WHAT IS REQUIRED — Give the records again exactly, but drop the pictures.
┏━━
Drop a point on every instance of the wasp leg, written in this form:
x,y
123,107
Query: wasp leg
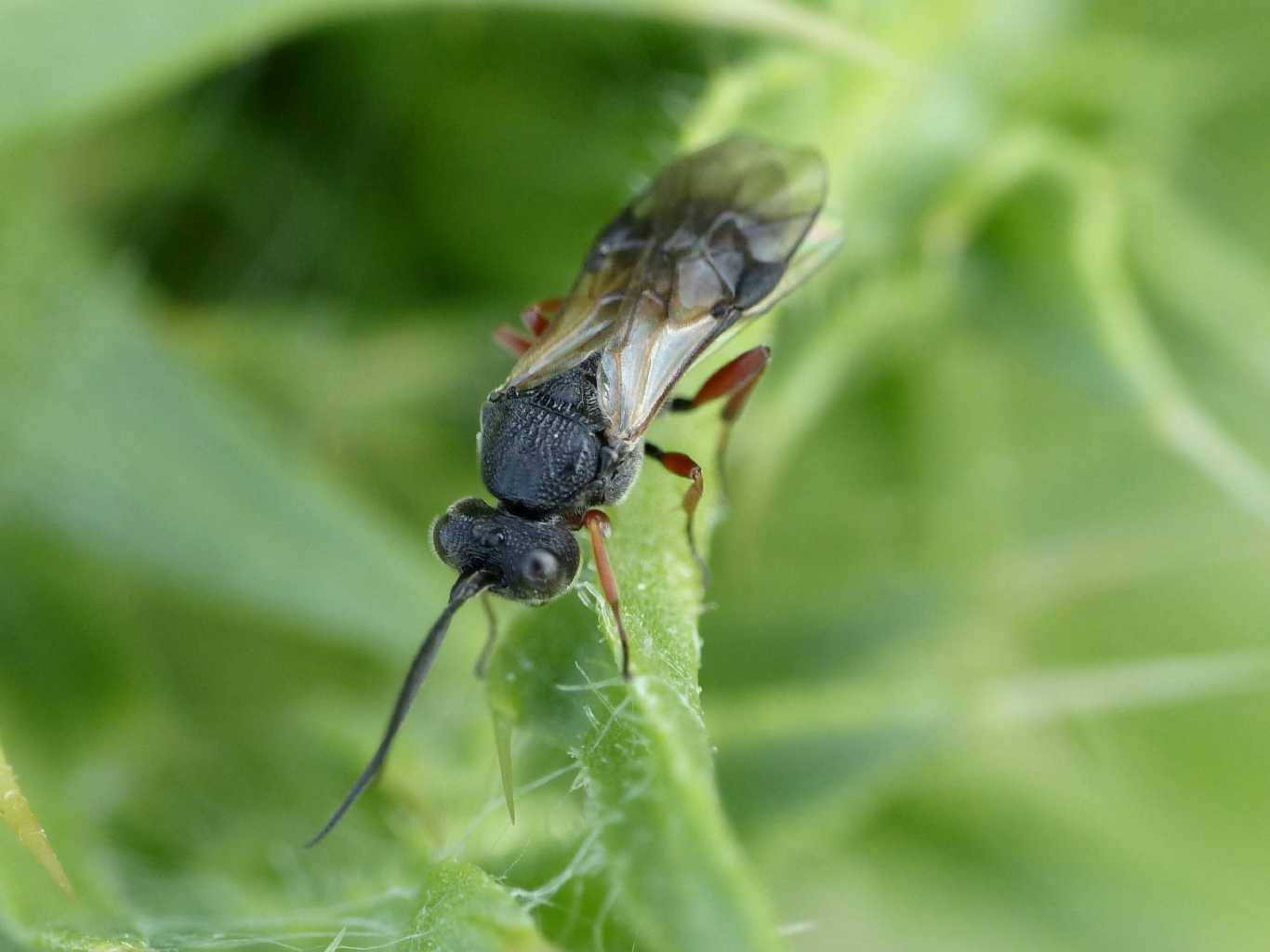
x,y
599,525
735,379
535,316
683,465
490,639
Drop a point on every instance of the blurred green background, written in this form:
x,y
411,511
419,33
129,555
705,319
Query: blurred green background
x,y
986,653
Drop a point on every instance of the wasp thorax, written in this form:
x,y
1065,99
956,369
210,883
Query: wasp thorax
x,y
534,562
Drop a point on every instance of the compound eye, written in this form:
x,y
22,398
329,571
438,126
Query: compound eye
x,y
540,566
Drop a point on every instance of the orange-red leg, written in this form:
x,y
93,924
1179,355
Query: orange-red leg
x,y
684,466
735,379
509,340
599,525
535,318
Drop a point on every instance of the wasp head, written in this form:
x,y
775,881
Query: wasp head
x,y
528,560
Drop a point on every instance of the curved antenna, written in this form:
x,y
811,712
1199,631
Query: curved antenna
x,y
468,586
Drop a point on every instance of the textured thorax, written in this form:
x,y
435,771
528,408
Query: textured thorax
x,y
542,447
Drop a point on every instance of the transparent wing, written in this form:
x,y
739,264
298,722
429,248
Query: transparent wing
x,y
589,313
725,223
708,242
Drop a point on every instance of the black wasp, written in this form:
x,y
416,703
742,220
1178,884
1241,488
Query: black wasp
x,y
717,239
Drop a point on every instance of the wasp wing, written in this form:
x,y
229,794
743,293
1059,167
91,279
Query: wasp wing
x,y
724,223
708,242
┗━━
ANSWER BELOW —
Drop a point on every instance of the wasp leg, written in this form:
x,y
123,107
Query: wasp leg
x,y
599,525
735,379
535,316
683,465
490,639
Drop a point on every instance of the blurred green background, written in this form:
x,y
411,511
419,33
129,555
705,319
Query: blurred green background
x,y
986,653
Drop a point on every instance of the wasp thorax, written in this form:
x,y
1065,99
956,369
210,883
Query: wasp thorax
x,y
534,562
Drop a point on every instance of the compound eye, written in this form:
x,y
22,398
329,571
438,126
Query: compound eye
x,y
540,566
Drop a point on every instance of the orange-red leg, written in this form:
x,y
93,924
1179,355
Query: orange-red leg
x,y
684,466
735,379
509,340
599,525
535,318
Drop a point on every instance of the wasp head, written in this form:
x,y
775,881
Query: wasp head
x,y
528,560
Drop a point on every instance of the curved antenna, written in this form:
x,y
811,712
1199,631
Query: curved antenna
x,y
468,586
Drop a point on every instance of the textured thorax, written in this form:
x,y
435,771
528,408
Query: textured thorax
x,y
542,447
Drop a point on every instance of the transparent wing, written in this form:
x,y
739,264
298,722
429,248
Query: transparent wing
x,y
589,313
725,223
708,242
Drop a point on every instance of the black wasp, written in this form:
x,y
416,703
742,220
1178,884
1241,488
Query: black wasp
x,y
717,239
Drop a point on every instance of the wasp wing, written in this form:
x,y
229,794
743,293
1059,167
91,279
Query: wasp wing
x,y
724,223
708,242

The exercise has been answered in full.